Would you filter these records and copy every line that has the word "carpet"?

** RECORDS FOR THIS EXERCISE **
= = = = = = =
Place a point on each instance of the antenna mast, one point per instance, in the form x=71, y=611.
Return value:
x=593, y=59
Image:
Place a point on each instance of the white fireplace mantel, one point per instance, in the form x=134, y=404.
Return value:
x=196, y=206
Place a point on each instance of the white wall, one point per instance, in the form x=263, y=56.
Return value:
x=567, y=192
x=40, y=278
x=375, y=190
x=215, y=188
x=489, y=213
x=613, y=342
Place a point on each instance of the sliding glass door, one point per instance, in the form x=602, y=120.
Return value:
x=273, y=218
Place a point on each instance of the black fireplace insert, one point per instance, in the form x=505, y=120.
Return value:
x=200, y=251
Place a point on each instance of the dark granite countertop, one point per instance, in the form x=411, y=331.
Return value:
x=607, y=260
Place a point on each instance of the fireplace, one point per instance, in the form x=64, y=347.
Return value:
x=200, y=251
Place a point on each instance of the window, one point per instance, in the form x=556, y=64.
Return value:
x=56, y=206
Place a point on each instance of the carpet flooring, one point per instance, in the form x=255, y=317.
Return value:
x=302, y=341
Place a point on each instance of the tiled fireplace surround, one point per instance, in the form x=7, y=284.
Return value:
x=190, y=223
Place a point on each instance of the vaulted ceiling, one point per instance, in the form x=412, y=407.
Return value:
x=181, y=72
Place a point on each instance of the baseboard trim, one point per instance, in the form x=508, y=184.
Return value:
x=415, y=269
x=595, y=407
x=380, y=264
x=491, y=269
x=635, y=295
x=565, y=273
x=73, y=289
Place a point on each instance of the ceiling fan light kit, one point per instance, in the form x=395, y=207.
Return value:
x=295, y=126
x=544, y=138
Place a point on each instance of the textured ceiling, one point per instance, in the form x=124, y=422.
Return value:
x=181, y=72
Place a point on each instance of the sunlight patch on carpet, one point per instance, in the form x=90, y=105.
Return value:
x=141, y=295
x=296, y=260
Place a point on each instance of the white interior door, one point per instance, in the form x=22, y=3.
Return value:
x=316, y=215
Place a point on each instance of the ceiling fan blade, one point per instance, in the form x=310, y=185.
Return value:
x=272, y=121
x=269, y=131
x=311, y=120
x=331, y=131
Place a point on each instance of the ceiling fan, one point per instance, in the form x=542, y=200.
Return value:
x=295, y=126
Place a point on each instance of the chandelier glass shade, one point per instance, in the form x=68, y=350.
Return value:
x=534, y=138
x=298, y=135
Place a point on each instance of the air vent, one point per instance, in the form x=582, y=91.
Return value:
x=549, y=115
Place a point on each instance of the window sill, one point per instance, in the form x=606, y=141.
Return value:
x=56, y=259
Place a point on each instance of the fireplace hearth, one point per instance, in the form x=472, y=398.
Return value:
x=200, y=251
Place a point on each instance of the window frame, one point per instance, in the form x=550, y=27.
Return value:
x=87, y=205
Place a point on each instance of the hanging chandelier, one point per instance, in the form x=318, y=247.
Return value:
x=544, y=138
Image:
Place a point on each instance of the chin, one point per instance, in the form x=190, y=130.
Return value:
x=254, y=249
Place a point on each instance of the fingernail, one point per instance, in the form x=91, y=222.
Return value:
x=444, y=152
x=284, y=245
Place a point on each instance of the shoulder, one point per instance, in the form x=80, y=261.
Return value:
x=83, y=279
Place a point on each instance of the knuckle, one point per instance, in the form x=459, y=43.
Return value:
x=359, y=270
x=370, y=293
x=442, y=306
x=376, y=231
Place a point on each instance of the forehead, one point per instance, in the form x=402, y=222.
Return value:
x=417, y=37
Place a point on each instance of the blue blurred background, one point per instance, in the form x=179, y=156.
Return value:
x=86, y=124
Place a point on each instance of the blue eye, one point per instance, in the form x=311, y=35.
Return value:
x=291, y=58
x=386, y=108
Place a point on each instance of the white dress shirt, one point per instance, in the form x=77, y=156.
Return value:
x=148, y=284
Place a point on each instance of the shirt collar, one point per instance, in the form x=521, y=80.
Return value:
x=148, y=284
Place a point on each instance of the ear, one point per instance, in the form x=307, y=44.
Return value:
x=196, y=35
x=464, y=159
= = = = = = =
** TASK OUTPUT **
Place a point on each instance of the carpet flooring, one point per instance, in the form x=255, y=317.
Place a point on each instance of the sunlight patch on carpet, one point per instance, in the form x=90, y=105.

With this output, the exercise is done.